## Text

- - - - -

In Egypt -- as is the case nearly everywhere else -- the police and army are what Alexander Hamilton called "correspondent appendages of military establishments." Not every individual soldier or policeman is exceptionally depraved, of course. But the institutional purpose of such establishments is to serve the depraved interests of those who control the State. This is why, as Hamilton pointed out, military bodies (which include police agencies) "have a tendency to destroy ... civil and political rights." Decades of "emergency" rule in Egypt have destroyed whatever trivial substantive differences may once have separated the police from the military.

In the late summer of 1994 I spent a couple of weeks in Cairo covering a United Nations conference on population control. That event attracted thousands of people -- politicians, delegates, lobbyists, activists, and journalists -- from around the world. In anticipation of media scrutiny the Mubarak regime made a considerable effort to prettify itself. The cosmetic changes included issuing brand new white uniforms to the heavily-armed police officers who were deployed in small groups everywhere in downtown Cairo.

I remained in Cairo for a few days after the conference ended. It was my expectation that the departure of the Important People would bring about a change in the security situation. In a sense, I was correct: The white uniforms were put away, and the heavily-armed police who prowled the streets reverted to their standard military attire. Like other visitors, I had assumed that the high-profile police presence was the exception, rather than the rule. We were wrong.

- - - - -

## What is asked
1: Reproduce the passage on Egyptian police from "In Egypt -- as" up to and including "from the military.".
2: Name every group of people the passage on Egyptian police says the United Nations conference drew to Cairo.
3: Carry on with the passage on Egyptian police from its last sentence.
None of the tasks need the items.

- - - - -

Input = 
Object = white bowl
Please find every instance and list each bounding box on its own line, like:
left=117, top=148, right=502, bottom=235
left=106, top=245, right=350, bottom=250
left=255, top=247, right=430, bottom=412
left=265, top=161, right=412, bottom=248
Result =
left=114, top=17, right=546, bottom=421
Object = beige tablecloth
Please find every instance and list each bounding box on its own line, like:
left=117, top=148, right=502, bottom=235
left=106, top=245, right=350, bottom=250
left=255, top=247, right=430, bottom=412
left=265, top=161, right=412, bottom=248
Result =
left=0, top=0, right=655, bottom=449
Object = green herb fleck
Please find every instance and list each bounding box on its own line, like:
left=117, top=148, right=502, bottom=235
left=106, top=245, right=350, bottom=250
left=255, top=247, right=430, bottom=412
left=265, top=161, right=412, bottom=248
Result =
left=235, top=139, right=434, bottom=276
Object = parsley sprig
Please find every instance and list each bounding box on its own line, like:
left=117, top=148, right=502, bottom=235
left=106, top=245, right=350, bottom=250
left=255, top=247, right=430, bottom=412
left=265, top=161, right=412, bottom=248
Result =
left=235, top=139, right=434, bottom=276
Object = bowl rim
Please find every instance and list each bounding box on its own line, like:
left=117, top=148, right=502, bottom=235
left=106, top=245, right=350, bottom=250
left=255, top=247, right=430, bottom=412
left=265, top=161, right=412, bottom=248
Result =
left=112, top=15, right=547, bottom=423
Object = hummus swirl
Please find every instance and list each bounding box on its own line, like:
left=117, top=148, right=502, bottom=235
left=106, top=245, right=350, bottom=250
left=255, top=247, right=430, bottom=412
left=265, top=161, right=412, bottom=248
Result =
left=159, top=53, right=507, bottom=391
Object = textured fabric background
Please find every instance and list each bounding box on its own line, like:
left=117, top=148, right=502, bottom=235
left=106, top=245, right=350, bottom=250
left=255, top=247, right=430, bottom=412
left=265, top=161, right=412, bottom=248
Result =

- - - - -

## Responses by task
1:
In Egypt -- as is the case nearly everywhere else -- the police and army are what Alexander Hamilton called "correspondent appendages of military establishments." Not every individual soldier or policeman is exceptionally depraved, of course. But the institutional purpose of such establishments is to serve the depraved interests of those who control the State. This is why, as Hamilton pointed out, military bodies (which include police agencies) "have a tendency to destroy ... civil and political rights." Decades of "emergency" rule in Egypt have destroyed whatever trivial substantive differences may once have separated the police from the military.

2: politicians, delegates, lobbyists, activists, journalists

3:
The ongoing upheaval in Egypt offers a potent illustration of the fact that government police agencies are instruments of plunder, rather than protection -- and that protection of person and property is best handled privately.

When they weren't beating people in the streets or hauling them off to be murdered, plainclothes thugs from Egypt's Central Security Service (or Mukhabarat) brazenly looted private businesses or provided protection to those who did -- deputized criminals referred to by one protester on the scene as "prisoners who have been released by that bastard Mubarak in return for their services to beat up civilians." Egyptians not employed in the coercive sector responded by creating private anti-looting patrols.

Public loathing of the government's police force is widespread in Egypt, which is a healthy development in any society. However, as Mr. Wahab's comments illustrate, the growing disrepute of Egypt's police organs organs has actually enhanced the stature of the military.

Writes Steve Coll of The New Yorker: "There have been reports that protesters are relieved to see the Army in the streets; no doubt, as in many other like countries, the Army has more credibility than the corrupt and often torture-prone police."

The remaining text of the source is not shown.